Com 54 e 42 anos, Saif e Slava Daoud são os bolseiros mais velhos da sala repleta de sírios. Viajaram em família: com eles vieram os três filhos. Talvez por isso, tinham o ar menos perdido de todos os que sábado aterraram em Lisboa e domingo já vão acordar em diferentes cidades. São 22 os novos sírios a chegar a Portugal para completar estudos superiores – em Março vieram os primeiros 43.

“Claro que sei, quero ser médica, estudar o cancro”, diz sem pestanejar Lora, 17 anos, a filha mais velha do casal, que ainda tem de completar o liceu e já sabe que o fará na escola britânica St. Julian. Lora fala e os outros riem. No final do encontro de boas-vindas que juntou o ex-Presidente Jorge Sampaio, promotor da Plataforma Global de Assistência Académica a Estudantes Sírios, representantes do Governo, voluntários que trabalham com os estudantes e alguns dos que já vivem há oito meses em Lisboa, foi a filha mais nova, Lana, 14 anos, que veio a correr despedir-se com beijos, sorrisos e o seu inglês ainda curto.

Dados apresentados:
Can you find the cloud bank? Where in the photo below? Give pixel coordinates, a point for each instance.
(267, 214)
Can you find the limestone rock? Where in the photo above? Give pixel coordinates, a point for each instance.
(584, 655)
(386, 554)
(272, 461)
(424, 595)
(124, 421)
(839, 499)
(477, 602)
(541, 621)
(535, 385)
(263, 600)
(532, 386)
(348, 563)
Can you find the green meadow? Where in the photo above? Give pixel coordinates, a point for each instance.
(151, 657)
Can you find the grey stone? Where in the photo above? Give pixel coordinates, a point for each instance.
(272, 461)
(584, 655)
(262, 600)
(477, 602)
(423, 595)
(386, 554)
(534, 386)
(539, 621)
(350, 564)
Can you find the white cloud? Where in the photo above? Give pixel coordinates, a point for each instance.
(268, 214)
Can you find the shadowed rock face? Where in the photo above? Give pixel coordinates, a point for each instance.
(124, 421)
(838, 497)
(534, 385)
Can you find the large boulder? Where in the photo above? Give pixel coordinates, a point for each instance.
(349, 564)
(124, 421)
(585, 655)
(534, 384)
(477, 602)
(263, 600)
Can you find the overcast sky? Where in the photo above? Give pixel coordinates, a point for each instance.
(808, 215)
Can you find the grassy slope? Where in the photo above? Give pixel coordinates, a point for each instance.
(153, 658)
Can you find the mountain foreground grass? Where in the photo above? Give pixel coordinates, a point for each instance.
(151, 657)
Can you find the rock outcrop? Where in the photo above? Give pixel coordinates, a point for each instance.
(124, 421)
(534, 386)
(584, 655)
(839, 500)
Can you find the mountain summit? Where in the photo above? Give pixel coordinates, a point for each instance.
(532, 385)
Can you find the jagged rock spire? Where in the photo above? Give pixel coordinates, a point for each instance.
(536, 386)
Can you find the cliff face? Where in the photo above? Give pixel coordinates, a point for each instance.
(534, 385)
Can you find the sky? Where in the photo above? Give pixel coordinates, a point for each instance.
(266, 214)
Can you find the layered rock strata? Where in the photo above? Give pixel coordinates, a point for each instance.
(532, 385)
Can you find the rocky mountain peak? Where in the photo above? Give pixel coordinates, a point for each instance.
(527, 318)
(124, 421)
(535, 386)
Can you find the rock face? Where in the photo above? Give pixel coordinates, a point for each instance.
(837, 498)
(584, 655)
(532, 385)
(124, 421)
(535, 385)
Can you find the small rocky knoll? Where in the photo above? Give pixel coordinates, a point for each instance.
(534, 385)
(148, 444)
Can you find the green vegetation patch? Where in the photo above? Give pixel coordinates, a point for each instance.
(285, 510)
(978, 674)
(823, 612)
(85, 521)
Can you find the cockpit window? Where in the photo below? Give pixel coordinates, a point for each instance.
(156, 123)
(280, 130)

Conjunto de exercícios:
[1] Extraia do texto sobre os estudantes sírios o trecho que vai de "Com 54 e 42" até "os primeiros 43.".
[2] Com base no texto sobre os estudantes sírios, responda às perguntas seguintes:
(a) Quantos sírios vieram para Portugal em Março?
(b) Que idade tem Lora?
(c) Em que escola Lora vai completar o liceu?
[3] Prossiga o texto sobre os estudantes sírios a partir do ponto em que termina.

Respostas por tarefa:
[1]
Com 54 e 42 anos, Saif e Slava Daoud são os bolseiros mais velhos da sala repleta de sírios. Viajaram em família: com eles vieram os três filhos. Talvez por isso, tinham o ar menos perdido de todos os que sábado aterraram em Lisboa e domingo já vão acordar em diferentes cidades. São 22 os novos sírios a chegar a Portugal para completar estudos superiores – em Março vieram os primeiros 43.

[2]
(a) 43.
(b) 17 anos.
(c) Na escola britânica St. Julian.

[3]
Todos sorriem nesta família. Depois de anos a tentar fugir à guerra dentro do seu país vão recomeçar numa casa da Praça de Londres com bolsas e apoios, uma raridade quando são tantos os sírios refugiados dentro e fora da Síria (9 milhões, um terço da população, está refugiada) que já se acomodaram a uma vida tão diferente da que tinham sonhado.

Saif vai fazer um doutoramento na sua área, Engenharia Petrolífera; Slava, que estudou Literatura Inglesa, planeia um mestrado. Até agora, viviam entre Damasco e a cidade curda de Qamishli, de onde a família é originária. “Foi difícil, a situação estava sempre a piorar, mas conseguimos que eles só perdessem dois meses de aulas”, conta Slava. Primeiro, tentaram uma bolsa para Lora. Não conseguiram, mas não desistiram.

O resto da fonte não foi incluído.